Page excerpt
****
Consuelo Wilkins, MD, MSCI
Consuelo Wilkins, MD, MSCI, Senior Vice President and Senior Associate Dean for Community Health and Engagement at Vanderbilt Health and holder of the Mildred Thornton Stahlman Chair in Rural Health, has been named a 2026 recipient of the Duke Medical Alumni Association’s Distinguished Alumni Award in recognition of her visionary leadership and national impact in clinical and translational research.
Wilkins completed her residency training in internal medicine at Duke University Medical Center and has built a career that has fundamentally reshaped how academic medicine partners with communities. A tenured Professor of Medicine and Associate Director of the Vanderbilt Institute for Clinical and Translational Research, she has led more than $150 million in federally funded studies and helped establish national standards for stakeholder engagement, clinical trial design, and inclusive research participation.
She led the expansive team effort to change how investigators partner with patients and communities from the earliest stages of study design, moving from a community review board to a Community Engagement Studio model, now widely adopted across research institutions. Her leadership in the National Institutes of Health All of Us Research Program and the Trial Innovation Network established enduring frameworks for embedding participant voices into governance, design and implementation. She has more than 170 peer-reviewed publications, with scholarship recognized as foundational in trust building, data sharing, and research practice.
An internationally recognized expert in Alzheimer’s disease research, Wilkins served as a clinical investigator in Washington University’s Alzheimer’s Disease Research Center before joining VH in 2012. Her work spans the full translational spectrum, with particular focus on engaging historically underserved populations in research design and conduct.
****
Directions
a - Duplicate the Wilkins profile between "An internationally recognized" and "design and conduct.", inclusive.
b - Summarize the Wilkins profile in two sentences.
c - Resume the Wilkins profile after its final sentence.
The listing after the Wilkins profile comes from an unrelated source.

Information shown
****
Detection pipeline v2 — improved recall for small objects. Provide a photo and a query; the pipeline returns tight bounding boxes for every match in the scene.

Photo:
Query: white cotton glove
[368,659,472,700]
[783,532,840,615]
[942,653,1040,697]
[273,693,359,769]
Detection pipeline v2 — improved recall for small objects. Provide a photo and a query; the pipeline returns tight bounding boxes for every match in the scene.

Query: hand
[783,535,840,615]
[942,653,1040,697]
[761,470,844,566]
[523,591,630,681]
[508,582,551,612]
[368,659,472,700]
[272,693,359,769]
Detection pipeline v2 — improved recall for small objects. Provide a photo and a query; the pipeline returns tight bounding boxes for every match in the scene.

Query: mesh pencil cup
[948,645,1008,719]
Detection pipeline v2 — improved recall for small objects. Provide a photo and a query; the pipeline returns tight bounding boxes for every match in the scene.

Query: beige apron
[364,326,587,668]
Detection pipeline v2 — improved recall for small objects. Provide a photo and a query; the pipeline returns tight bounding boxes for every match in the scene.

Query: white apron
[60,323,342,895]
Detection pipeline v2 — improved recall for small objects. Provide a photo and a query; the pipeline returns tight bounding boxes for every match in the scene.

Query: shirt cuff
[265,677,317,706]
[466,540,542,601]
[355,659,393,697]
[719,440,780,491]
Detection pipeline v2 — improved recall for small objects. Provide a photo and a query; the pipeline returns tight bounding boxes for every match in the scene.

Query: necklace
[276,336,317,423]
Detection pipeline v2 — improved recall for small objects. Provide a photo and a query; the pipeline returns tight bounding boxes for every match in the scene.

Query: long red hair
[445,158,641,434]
****
Results of the tasks
a -
An internationally recognized expert in Alzheimer’s disease research, Wilkins served as a clinical investigator in Washington University’s Alzheimer’s Disease Research Center before joining VH in 2012. Her work spans the full translational spectrum, with particular focus on engaging historically underserved populations in research design and conduct.

b - Consuelo Wilkins of Vanderbilt Health has been named a 2026 recipient of the Duke Medical Alumni Association's Distinguished Alumni Award for her leadership and national impact in clinical and translational research. She has led more than $150 million in federally funded studies, led the shift to a Community Engagement Studio model, and published more than 170 peer-reviewed papers, with a focus on engaging historically underserved populations in research.

c -
The breadth of her influence extends to national policy. In 2021, Wilkins testified before the U.S. Senate Committee on Health, Education, Labor and Pensions, where she outlined a framework for improving the nation’s COVID-19 response — calling for stronger data collection, community-driven solutions, and sustained commitment to long-term care and research.
Wilkins was elected to the National Academy of Medicine in 2020 and serves as Section 12 chair. She was elected to the American Society for Clinical Investigation in 2022 and received the ASCI’s Louis W. Sullivan, MD, Award in 2025. Earlier in her career, Wilkins was named a 2006 Beeson Scholar while at Washington University.
Wilkins is a committed educator and spearheaded additions to the Vanderbilt University School of Medicine curriculum and has mentored hundreds of trainees and faculty across her career. She earned her BS in microbiology and MD from Howard University and earned her Master of Science in Clinical Investigation from Washington University School of Medicine. Wilkins completed a fellowship in geriatric medicine at Washington University/Barnes-Jewish Hospital.